It seems like containerd/youki is trying to reference a file for the created container that does not exist. Might be due to a race condition?

Let me know how I can set some more debug flags and I will try again next week.

May I ask you to try the same test without dbus? It means that I want you to try it with cgroupfs.

The problem is that I can trigger it repeatedly enough to be a problem I an actual workload but to few times to be annoying to debug.

Yes, exactly!

It seems like containerd/youki is trying to reference a file for the created container that does not exist. Might be due to a race condition?

The nerdctl logs show that it is the same dbus error , I feel that the latter logs are a knock-on effect where due to the failure in starting container, the deletion and other commands also error out.

Let me know how I can set some more debug flags and I will try again next week.

My thoughts are this : The issue is in dbus client in youki, which for some reason flakes occasionally. To figure out the issue, we need to find where the youki dbus call is erroring, and what are the dbus logs at the time. For this, we need to trace dbus logs on the host - either the k8s node or underlying VM where this failure occurs. So if you have access to the machine, we can create and delete containers in loop while tracing the logs. I have made a script (added below) which does this using podman, and dbus monitor. I was able to get the logs in once case, but unfortunately I hadn't added the extra logs in youki code to see which dbus function call failed. Since then I have been trying to run the script in a Vagrant VM, and get the error, but not yet successful. If possible, you can try this script on the machine.

#! /bin/bash

# set -x

ITER_COUNT=500
PODMAN_LOG_FILE="./podman_logs.txt"
DBUS_LOG_FILE="./dbus_log.txt"

for i in $(seq 1 $ITER_COUNT); do

  echo "ITER $i"

  ERRORED=0
  rm -f $DBUS_LOG_FILE
  rm -f $PODMAN_LOG_FILE

  podman rm -f test 2> /dev/null

  dbus-monitor --session > $DBUS_LOG_FILE 2>&1 &
  DBUS_MONITOR_PID=$!

  podman create --name test --runtime $PWD/youki alpine >> $PODMAN_LOG_FILE 2>&1 
  ERRORED=$(expr $ERRORED + $?)

  podman start test >> $PODMAN_LOG_FILE 2>&1 
  ERRORED=$(expr $ERRORED + $?)

  podman stop test >>  $PODMAN_LOG_FILE 2>&1 
  ERRORED=$(expr $ERRORED + $?)

  podman rm -f test >> $PODMAN_LOG_FILE 2>&1 
  ERRORED=$(expr $ERRORED + $?)

  kill -SIGKILL $DBUS_MONITOR_PID > /dev/null 2>&1 
  wait $DBUS_MONITOR_PID 2>/dev/null

  if [ $ERRORED -ne 0 ]; then
    echo "FOUND ERROR"
    cat $PODMAN_LOG_FILE | grep dbus
    if [ $? -eq 0 ]; then
      echo "ERROR was dbus error, exiting"
      exit 1
    fi
    echo "Not dbus error : " && cat $PODMAN_LOG_FILE
  fi
done

echo "NO issues"

rm $PODMAN_LOG_FILE
rm $DBUS_LOG_FILE

Yeah, sure I will try both your suggestions and will report back if I find anything useful. Hopefully I recognize it, because I'm not really familiar with the low level systemd, dbus and cgroup stuff. Just wanted to let you know that I will not be able to tackle this before Tuesday/Wednesday.

## WORK TO BE COMPLETED
Carry on the forum thread about intermittent dbus errors in youki past its last message.

## RECORD EXCERPTS
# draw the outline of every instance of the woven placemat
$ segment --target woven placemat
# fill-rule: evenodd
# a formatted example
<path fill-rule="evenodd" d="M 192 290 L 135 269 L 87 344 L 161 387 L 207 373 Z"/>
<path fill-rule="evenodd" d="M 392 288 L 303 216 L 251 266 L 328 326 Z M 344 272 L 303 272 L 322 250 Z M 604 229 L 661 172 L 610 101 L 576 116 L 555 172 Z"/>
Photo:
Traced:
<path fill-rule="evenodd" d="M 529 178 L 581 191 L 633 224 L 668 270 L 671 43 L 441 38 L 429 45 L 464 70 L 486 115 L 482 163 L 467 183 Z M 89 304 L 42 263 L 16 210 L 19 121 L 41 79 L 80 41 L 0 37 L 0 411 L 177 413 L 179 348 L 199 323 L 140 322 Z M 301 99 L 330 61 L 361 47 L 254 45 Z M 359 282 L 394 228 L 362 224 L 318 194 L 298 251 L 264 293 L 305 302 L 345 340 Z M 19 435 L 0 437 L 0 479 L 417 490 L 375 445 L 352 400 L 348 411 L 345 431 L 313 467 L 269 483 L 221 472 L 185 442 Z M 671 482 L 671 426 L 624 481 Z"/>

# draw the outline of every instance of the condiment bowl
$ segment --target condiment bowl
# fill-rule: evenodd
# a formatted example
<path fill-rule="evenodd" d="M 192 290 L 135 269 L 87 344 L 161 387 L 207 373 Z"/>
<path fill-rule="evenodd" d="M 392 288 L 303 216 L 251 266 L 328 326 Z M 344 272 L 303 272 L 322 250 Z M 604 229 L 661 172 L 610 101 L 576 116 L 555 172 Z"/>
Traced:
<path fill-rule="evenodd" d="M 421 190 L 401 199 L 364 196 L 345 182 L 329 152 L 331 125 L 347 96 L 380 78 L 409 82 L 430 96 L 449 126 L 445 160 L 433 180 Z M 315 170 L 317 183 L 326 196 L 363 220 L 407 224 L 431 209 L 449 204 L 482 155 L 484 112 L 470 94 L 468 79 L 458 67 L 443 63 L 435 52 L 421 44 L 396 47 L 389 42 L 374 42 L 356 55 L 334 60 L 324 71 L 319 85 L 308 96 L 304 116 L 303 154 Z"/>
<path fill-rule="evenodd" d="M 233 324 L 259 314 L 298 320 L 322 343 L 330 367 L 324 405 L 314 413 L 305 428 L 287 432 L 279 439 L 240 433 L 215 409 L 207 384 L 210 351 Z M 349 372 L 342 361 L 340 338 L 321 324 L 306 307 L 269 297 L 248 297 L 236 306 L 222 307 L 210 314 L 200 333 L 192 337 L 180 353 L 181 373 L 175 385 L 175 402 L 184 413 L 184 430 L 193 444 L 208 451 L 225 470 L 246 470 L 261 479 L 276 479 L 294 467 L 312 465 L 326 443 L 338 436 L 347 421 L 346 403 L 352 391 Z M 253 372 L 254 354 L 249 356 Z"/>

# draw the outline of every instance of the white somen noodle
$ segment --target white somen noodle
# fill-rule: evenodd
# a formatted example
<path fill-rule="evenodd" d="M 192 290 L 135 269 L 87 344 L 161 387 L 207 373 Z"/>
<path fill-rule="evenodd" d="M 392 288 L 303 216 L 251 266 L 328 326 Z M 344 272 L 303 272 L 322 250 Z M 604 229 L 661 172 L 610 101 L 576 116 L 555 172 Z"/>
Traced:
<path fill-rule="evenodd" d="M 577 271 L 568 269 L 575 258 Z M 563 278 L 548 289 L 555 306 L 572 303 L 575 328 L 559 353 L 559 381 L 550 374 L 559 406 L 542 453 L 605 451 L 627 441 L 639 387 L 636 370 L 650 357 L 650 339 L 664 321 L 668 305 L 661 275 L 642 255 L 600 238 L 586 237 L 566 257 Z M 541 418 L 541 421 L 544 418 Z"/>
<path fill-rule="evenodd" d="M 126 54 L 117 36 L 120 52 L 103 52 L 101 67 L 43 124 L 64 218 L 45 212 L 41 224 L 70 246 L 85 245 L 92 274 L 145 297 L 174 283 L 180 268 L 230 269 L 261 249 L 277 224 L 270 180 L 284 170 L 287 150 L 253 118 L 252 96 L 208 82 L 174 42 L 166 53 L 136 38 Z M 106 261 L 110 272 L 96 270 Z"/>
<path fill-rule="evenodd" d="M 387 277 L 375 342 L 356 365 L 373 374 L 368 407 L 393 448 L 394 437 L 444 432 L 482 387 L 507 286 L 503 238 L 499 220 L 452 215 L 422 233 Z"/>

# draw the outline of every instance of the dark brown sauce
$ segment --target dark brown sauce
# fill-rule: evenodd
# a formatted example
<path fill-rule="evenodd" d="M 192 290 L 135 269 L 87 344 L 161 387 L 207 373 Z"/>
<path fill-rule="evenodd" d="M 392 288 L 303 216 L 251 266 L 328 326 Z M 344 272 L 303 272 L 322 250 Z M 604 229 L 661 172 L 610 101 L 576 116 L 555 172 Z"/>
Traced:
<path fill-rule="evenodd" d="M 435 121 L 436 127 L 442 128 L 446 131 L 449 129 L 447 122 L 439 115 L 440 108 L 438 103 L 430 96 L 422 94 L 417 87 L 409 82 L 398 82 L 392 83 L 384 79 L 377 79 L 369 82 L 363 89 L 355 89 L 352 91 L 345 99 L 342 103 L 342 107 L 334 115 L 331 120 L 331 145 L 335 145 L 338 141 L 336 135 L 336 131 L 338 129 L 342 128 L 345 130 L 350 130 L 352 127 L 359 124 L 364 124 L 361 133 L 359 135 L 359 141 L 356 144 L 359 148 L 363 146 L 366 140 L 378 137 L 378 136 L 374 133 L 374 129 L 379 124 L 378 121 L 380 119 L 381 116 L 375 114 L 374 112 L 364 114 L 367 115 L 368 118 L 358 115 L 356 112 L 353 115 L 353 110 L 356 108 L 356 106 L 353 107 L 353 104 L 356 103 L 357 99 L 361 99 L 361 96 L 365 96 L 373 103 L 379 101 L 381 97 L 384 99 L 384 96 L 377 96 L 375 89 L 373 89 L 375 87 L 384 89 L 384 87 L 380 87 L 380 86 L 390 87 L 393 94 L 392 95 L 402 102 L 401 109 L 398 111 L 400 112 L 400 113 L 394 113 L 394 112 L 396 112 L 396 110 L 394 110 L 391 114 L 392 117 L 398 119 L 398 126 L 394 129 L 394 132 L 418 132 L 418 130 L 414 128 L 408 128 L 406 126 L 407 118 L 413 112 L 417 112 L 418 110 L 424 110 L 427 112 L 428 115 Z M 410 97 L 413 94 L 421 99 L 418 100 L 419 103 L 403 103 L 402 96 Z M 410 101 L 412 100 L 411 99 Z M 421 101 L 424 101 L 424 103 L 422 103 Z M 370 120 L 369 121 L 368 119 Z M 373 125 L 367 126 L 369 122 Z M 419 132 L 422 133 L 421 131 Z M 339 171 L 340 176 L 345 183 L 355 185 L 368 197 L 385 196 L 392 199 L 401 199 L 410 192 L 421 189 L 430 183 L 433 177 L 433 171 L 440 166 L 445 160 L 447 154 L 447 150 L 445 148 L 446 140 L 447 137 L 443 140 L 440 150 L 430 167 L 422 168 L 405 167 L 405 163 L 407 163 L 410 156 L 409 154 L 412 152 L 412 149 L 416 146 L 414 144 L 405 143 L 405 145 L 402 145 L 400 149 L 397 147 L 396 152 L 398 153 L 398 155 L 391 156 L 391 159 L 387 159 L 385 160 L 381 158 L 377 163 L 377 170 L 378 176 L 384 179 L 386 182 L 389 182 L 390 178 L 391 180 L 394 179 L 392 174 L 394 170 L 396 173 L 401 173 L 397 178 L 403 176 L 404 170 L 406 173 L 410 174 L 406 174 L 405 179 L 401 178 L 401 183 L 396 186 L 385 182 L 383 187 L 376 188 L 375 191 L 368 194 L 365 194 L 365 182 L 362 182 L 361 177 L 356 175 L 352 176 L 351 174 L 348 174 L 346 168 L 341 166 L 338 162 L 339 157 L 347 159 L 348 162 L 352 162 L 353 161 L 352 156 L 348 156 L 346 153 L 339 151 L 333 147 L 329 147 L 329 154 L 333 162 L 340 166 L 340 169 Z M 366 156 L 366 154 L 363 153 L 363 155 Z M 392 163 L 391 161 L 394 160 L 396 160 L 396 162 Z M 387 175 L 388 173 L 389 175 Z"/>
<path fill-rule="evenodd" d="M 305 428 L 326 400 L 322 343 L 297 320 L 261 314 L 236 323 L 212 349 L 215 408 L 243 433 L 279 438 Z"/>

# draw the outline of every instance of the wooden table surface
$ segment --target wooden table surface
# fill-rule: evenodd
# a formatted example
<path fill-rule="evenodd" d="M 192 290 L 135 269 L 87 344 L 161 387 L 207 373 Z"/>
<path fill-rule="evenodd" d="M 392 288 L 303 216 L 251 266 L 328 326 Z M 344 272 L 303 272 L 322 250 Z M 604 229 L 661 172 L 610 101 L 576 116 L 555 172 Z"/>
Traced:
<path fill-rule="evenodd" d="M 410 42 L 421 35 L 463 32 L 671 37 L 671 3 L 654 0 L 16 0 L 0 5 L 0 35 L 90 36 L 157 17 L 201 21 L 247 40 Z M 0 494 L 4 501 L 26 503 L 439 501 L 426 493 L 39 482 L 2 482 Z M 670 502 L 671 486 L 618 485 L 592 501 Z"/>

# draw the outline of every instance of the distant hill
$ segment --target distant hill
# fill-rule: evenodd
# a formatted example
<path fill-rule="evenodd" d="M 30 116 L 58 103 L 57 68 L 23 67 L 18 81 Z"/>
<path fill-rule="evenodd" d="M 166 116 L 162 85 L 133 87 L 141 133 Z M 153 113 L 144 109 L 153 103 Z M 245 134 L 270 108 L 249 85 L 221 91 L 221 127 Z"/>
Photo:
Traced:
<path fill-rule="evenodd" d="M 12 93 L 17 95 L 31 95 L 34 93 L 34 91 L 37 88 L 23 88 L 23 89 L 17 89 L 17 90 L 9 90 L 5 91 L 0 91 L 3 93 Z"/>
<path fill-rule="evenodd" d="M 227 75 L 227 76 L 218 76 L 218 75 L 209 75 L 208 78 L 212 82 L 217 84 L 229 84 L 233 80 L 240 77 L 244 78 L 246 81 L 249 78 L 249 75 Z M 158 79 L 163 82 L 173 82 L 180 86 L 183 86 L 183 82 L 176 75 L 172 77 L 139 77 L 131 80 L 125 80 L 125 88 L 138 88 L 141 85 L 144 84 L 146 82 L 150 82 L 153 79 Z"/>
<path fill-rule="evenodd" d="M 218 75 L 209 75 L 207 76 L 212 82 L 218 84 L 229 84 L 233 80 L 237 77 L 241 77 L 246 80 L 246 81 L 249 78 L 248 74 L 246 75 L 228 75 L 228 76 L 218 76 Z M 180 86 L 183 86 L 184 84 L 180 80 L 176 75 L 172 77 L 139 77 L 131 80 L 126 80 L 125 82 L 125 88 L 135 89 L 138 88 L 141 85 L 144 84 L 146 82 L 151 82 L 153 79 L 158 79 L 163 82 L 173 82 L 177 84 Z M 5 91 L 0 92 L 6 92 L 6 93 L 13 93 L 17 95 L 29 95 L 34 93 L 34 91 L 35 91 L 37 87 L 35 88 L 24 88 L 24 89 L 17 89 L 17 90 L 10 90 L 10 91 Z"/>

## TASK OUTPUT
@YJDoc2 Thomas(@Furisto ) can help with this issue. Thanks, @Furisto. Please collaborate with him to solve it 🙏

Hey, So I did more debugging, and found that the RC for this is that the current implementation of DBus client only receives the first message that is sent on the socket, and does not wait for any more. If the message is not method return or method error, we ignore them, and thus it gets reported as no message received. However, actually we get a message for the signal and then if we wait again, we get the actual method return message. Even though I'm not 100% sure, my current theory of why this is flaky and not always so is that -

we first establish auth
then we do a hello method call required by the protocol definition
then we do the actual calls needed for youki

The signal is sent after the hello call, as part of the hello call's response. However, if the signal is sent by dbus within 11-15 micro (?) seconds, then that is received at the same time as the method return of the hello call and ignored. However, If it takes more than 15-20 micro seconds, then the hello call buffer only gets the method return message, and the next method call gets the signal in response. However, as we only wait for the first message and not all the messages (dbus communicates on same socket which is kept open across calls, hence we cannot indefinitely wait) , we return only the signal message from the buffer and later ignore it to get "no message received" error.

In the "correct" client implementation we would keep consuming till we get a message matching the serial number we sent in the method call message, indicating that the communication is completed, but we haven't done that.

I also ran youki with strace, and that reduced the frequency of these errors from 6-7 in 500 iters to 1-2 in 500 iters. As strace slows down the execution speed, there is higher chance of signal getting received in same buffer as the hello call, thus supporting the above explanation.

I tried running it with my branch in PR https://github.com/containers/youki/pull/2838 , and it did not error once in 1500 iterations.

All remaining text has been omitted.